Objective:
In the listing below, retype character for character the lines starting at the one that contains "Whereabouts is the sink" and ending at the one that contains "242,540 -> 577,737", including both of those lines.

(Region annotation entries)
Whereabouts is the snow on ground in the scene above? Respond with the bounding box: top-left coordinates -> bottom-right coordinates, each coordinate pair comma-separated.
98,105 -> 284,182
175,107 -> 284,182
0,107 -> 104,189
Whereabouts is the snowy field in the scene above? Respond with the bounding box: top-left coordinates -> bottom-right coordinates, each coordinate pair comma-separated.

==

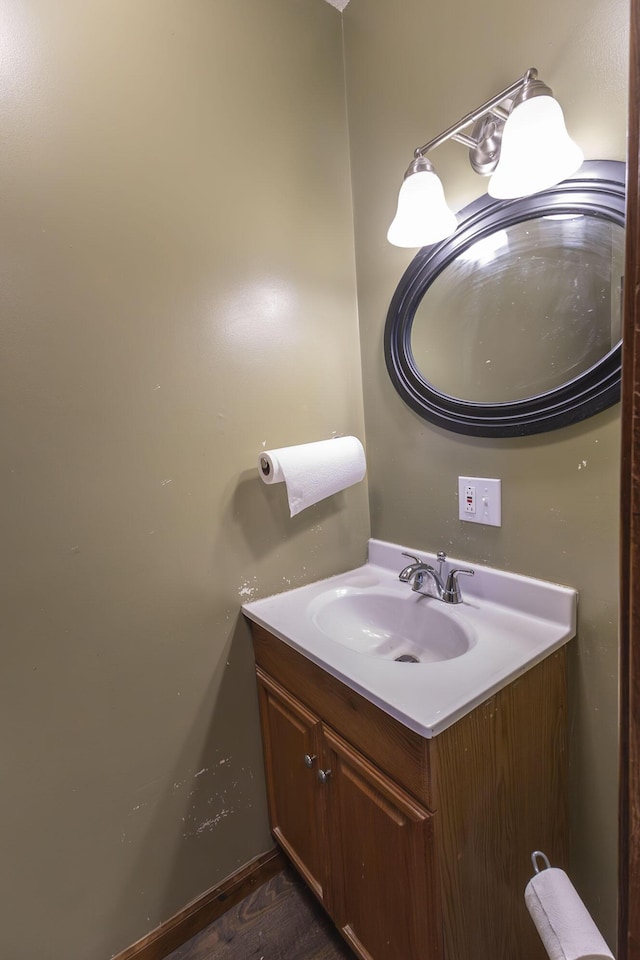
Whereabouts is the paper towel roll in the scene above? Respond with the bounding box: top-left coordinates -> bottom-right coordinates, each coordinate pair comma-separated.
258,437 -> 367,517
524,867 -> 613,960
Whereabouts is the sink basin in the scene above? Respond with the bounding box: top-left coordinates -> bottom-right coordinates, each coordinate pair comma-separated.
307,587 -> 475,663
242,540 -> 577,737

Response:
Whereabouts is the sink basin in the scene above? Respond with the bounding box: top-left coordinates -> bottom-right coordinates, each coordinate pair comma-separated.
307,587 -> 475,663
242,540 -> 577,737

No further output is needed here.